**DATA TO PROCESS**.
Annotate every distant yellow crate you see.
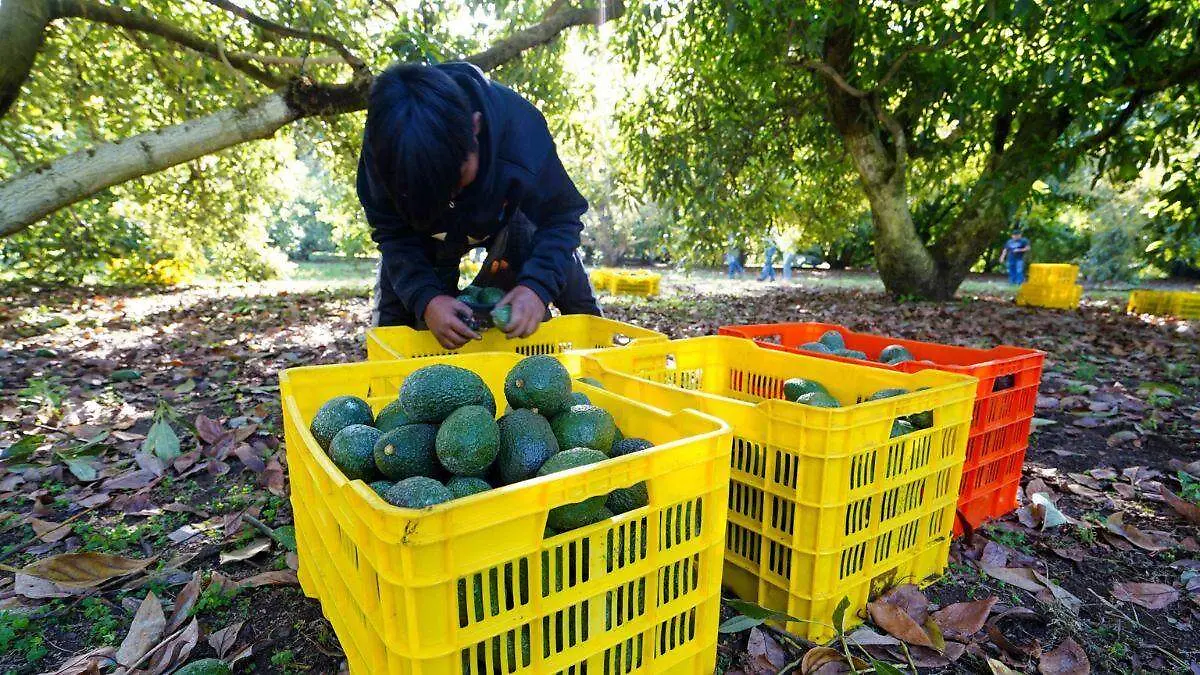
[1026,263,1079,286]
[592,268,662,297]
[367,315,666,360]
[280,353,730,675]
[1016,283,1084,310]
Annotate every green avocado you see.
[496,408,560,485]
[817,330,846,352]
[400,364,496,424]
[784,377,829,401]
[308,396,374,450]
[434,406,500,476]
[504,354,571,419]
[376,399,413,434]
[550,406,617,455]
[372,424,440,480]
[329,424,380,482]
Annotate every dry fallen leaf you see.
[20,552,155,589]
[1106,512,1176,551]
[1112,581,1180,609]
[866,601,934,647]
[1038,638,1092,675]
[116,593,167,668]
[934,596,996,638]
[221,537,271,565]
[235,569,300,589]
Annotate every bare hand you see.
[496,286,546,338]
[425,295,481,350]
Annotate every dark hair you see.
[365,64,476,229]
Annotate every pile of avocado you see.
[800,330,913,365]
[784,377,934,438]
[310,356,653,536]
[457,283,512,330]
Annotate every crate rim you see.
[580,335,979,413]
[718,321,1048,372]
[280,352,732,520]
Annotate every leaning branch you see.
[201,0,367,73]
[52,0,286,89]
[0,0,617,238]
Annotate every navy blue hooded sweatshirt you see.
[358,62,588,317]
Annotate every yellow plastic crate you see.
[1126,285,1171,315]
[592,269,662,297]
[367,315,666,360]
[1170,291,1200,318]
[280,353,730,675]
[575,336,977,640]
[1025,263,1079,286]
[1016,283,1084,310]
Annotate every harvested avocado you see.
[888,418,916,438]
[446,476,492,500]
[800,342,833,354]
[504,354,571,419]
[496,408,559,485]
[308,396,374,450]
[605,480,650,514]
[784,377,829,401]
[373,424,440,480]
[434,406,500,476]
[880,345,912,364]
[550,406,617,455]
[374,399,413,434]
[538,448,612,532]
[796,392,841,408]
[329,424,380,480]
[400,364,496,423]
[491,305,512,330]
[476,286,505,305]
[866,388,908,401]
[383,476,454,508]
[612,438,654,458]
[817,330,846,352]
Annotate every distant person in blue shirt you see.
[1000,229,1030,286]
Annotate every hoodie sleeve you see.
[517,141,588,304]
[356,148,445,318]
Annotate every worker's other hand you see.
[425,295,481,350]
[496,286,546,338]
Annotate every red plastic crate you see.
[720,323,1045,534]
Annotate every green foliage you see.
[0,611,49,663]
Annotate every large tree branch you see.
[200,0,367,73]
[51,0,286,88]
[0,0,609,237]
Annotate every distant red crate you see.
[720,323,1045,534]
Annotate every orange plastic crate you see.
[720,323,1045,534]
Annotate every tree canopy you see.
[623,0,1200,298]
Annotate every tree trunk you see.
[0,0,50,118]
[0,94,300,237]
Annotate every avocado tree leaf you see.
[0,434,46,462]
[142,419,182,462]
[716,614,766,633]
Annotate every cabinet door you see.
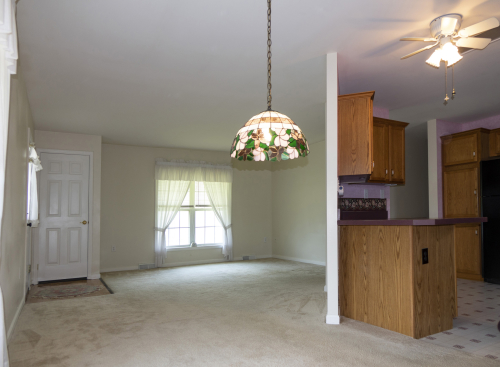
[443,165,479,218]
[370,122,389,182]
[338,93,373,176]
[442,132,478,166]
[389,125,405,183]
[455,224,482,279]
[490,129,500,157]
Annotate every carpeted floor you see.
[9,259,500,367]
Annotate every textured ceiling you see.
[18,0,500,150]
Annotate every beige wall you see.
[272,141,326,265]
[390,122,429,219]
[35,130,101,279]
[0,68,34,336]
[101,144,272,272]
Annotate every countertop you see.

**SET EXERCISE**.
Could you output every one of the entries above, verbatim and in order, with the pictures left out?

**REPLY**.
Annotate every distant yellow crate you see.
[1026,263,1079,286]
[592,268,662,297]
[367,315,666,360]
[280,353,730,675]
[1016,283,1084,310]
Annotate every green avocado you see.
[496,408,560,485]
[817,330,846,352]
[400,364,496,424]
[784,377,829,401]
[308,396,374,450]
[434,406,500,476]
[504,354,571,419]
[376,399,413,434]
[550,406,617,455]
[372,424,440,480]
[329,424,380,482]
Annotate every dry fallen leaf you see.
[20,552,155,589]
[1106,512,1176,551]
[1112,581,1180,609]
[866,601,934,647]
[1038,638,1092,675]
[116,593,167,668]
[934,596,996,638]
[221,537,271,565]
[235,569,300,589]
Annotate every bare hand you see.
[496,286,546,338]
[425,295,481,350]
Annotate every dark hair you see.
[365,64,476,229]
Annotate every pile of avocado you see.
[800,330,913,365]
[784,377,934,438]
[310,356,653,536]
[457,283,512,330]
Annotate every crate rim you see.
[580,335,979,413]
[718,321,1048,372]
[280,352,732,520]
Annotate every leaning branch you see.
[201,0,367,73]
[52,0,286,89]
[0,0,617,238]
Annotate every navy blue hooded sweatshirt you see.
[358,62,588,317]
Annotate every yellow plastic crate you see.
[1126,285,1171,315]
[592,269,662,297]
[367,315,666,360]
[1170,291,1200,318]
[280,353,730,675]
[575,336,977,640]
[1025,263,1079,286]
[1016,283,1084,310]
Annotate every harvested avocado you see.
[888,418,916,438]
[446,476,492,500]
[800,342,833,354]
[504,354,571,419]
[496,408,559,485]
[308,396,374,450]
[605,480,650,514]
[784,377,829,401]
[373,424,440,480]
[434,406,500,476]
[880,345,912,364]
[550,406,617,455]
[374,399,413,434]
[538,448,612,532]
[796,392,841,408]
[329,424,380,480]
[400,364,496,423]
[491,305,512,330]
[476,286,505,305]
[866,388,908,401]
[383,476,454,508]
[612,438,654,458]
[817,330,846,352]
Annotate every distant person in blue shirt you see.
[1000,229,1030,286]
Annotate every hoodie sleeve you see.
[517,141,588,304]
[356,148,445,318]
Annotate every worker's other hand you see.
[425,295,481,350]
[496,286,546,338]
Annotate every red plastic crate you see.
[720,323,1045,534]
Annotate every green foliage you see.
[0,611,49,663]
Annotate every large tree branch you see.
[200,0,367,73]
[51,0,286,88]
[0,0,609,237]
Annotate every distant red crate you see.
[720,323,1045,534]
Annotate every orange plastic crate you see.
[720,323,1045,534]
Annotate every tree canopy you see.
[623,0,1200,298]
Annotate every tree trunk you see.
[0,0,50,118]
[0,94,300,237]
Annotate every avocado tree leaf you see.
[0,434,46,462]
[142,419,182,462]
[716,614,766,633]
Annotate every cabinet door you see.
[443,165,479,218]
[370,122,389,182]
[338,93,373,176]
[442,132,478,166]
[389,125,405,183]
[455,224,482,279]
[490,129,500,157]
Annotate every carpeted floor you see.
[9,259,500,367]
Annotate every textured ceiling you see.
[18,0,500,150]
Annotate every beige wall you see.
[272,141,326,265]
[390,122,429,219]
[35,130,101,279]
[0,68,34,336]
[101,144,272,272]
Annotate every countertop you see.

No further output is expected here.